## EXERCISE REQUIREMENTS
How many lines in the records below contain the word "player"? Answer with the number alone.

## WORKING DATA
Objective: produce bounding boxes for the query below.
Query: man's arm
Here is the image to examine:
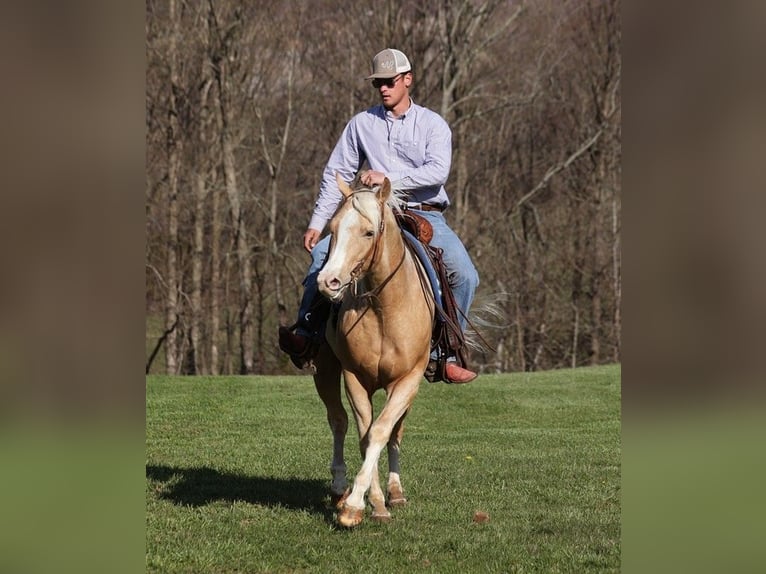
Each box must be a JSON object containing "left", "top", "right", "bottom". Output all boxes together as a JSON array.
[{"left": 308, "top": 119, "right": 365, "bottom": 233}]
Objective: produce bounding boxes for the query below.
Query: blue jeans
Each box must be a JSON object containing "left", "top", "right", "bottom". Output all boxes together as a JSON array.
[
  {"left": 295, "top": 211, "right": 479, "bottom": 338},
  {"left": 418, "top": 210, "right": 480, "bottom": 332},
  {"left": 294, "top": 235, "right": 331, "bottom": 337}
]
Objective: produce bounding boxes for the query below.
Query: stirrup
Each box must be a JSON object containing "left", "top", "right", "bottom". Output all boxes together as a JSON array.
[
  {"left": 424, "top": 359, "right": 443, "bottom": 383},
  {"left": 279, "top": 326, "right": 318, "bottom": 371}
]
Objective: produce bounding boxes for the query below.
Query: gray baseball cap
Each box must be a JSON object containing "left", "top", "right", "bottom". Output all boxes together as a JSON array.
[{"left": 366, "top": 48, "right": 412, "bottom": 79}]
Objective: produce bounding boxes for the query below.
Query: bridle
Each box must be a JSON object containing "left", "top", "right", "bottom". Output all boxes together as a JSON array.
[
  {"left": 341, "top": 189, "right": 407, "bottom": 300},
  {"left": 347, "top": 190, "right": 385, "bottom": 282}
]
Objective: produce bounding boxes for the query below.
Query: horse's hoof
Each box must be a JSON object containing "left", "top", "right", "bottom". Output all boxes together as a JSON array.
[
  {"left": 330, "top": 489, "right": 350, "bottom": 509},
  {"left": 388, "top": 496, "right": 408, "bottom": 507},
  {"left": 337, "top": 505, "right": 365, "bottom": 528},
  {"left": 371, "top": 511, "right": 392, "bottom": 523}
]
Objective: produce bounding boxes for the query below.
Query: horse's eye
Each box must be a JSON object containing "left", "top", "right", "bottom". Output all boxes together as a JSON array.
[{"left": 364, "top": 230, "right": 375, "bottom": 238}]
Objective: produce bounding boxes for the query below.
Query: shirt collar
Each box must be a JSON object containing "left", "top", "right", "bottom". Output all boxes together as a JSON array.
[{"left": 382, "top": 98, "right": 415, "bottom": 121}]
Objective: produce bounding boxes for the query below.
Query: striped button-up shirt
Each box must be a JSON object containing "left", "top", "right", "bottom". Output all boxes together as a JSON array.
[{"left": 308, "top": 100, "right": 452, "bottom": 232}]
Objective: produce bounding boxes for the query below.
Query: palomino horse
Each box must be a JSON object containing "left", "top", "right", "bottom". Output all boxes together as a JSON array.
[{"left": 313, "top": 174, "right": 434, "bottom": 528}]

* * *

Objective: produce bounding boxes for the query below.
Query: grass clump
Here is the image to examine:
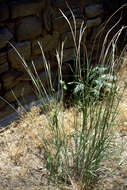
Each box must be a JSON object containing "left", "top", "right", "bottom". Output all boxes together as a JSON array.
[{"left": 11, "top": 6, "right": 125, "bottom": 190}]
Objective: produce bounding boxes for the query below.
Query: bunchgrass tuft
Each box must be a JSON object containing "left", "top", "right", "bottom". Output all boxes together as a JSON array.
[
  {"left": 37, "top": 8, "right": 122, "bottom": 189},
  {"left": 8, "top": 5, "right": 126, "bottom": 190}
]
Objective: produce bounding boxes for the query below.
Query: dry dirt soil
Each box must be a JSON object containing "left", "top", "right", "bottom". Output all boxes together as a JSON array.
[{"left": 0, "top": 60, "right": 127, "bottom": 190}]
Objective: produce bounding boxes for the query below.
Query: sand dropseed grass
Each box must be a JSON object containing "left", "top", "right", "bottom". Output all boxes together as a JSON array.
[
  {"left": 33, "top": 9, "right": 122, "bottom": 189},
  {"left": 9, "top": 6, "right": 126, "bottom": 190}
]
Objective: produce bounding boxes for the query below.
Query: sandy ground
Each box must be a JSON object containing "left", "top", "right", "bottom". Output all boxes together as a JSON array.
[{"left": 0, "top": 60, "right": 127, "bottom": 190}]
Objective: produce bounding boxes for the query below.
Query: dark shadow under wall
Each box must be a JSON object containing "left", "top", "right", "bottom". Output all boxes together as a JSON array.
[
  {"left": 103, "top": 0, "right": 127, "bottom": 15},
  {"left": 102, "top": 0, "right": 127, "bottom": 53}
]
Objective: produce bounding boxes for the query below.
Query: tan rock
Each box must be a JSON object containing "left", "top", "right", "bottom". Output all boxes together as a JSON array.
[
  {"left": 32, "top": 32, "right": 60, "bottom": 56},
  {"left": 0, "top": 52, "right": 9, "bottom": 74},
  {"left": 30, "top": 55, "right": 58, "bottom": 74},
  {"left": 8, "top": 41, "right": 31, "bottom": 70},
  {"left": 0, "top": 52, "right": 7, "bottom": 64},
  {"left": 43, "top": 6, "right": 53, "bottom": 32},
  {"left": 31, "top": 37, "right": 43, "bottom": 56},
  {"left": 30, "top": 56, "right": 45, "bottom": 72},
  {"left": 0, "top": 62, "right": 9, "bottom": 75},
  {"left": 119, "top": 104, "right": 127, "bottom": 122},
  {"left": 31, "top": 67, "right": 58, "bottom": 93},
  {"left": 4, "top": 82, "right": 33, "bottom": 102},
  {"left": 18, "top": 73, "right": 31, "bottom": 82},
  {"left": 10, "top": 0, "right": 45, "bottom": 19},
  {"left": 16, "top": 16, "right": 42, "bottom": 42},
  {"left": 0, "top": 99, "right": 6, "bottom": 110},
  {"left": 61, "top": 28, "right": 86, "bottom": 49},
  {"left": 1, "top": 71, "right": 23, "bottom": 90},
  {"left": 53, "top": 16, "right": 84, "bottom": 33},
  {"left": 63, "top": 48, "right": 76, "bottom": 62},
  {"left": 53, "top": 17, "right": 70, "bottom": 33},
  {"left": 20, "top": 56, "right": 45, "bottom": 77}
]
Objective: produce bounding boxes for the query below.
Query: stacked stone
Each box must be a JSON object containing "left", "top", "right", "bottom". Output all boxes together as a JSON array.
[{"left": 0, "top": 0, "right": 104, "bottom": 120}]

...

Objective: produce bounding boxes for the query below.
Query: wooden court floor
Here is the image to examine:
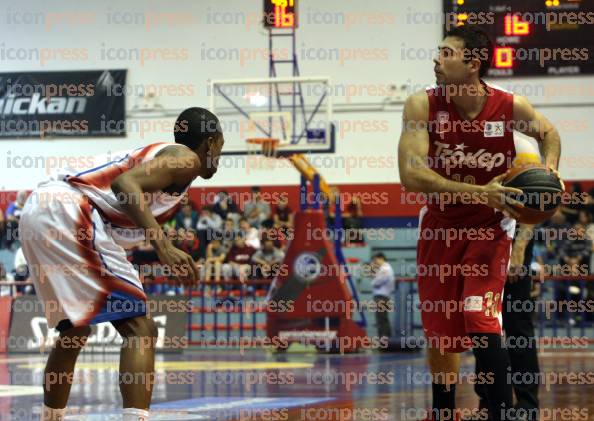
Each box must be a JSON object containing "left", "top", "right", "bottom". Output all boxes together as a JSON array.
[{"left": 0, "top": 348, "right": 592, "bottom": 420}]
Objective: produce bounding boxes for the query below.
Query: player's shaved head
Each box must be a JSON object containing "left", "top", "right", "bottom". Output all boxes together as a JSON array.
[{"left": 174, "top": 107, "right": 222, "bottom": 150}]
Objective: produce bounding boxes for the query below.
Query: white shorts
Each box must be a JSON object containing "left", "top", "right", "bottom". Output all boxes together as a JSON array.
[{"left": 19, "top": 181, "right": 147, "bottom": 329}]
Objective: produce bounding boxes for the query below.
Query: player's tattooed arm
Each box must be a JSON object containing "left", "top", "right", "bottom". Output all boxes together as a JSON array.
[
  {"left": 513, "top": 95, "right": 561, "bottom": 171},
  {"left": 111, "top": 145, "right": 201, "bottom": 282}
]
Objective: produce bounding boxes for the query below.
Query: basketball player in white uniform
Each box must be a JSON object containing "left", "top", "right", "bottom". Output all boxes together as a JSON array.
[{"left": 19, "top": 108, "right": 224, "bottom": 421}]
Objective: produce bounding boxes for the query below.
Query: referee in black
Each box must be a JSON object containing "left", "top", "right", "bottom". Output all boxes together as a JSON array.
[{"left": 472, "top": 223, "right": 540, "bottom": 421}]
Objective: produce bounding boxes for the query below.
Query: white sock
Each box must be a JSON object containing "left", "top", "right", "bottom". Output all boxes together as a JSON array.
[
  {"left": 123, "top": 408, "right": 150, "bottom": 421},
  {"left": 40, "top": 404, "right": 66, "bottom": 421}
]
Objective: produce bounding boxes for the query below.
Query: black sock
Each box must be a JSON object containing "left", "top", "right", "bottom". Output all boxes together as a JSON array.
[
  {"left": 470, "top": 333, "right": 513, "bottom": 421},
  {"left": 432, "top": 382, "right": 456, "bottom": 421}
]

## ANSWER
3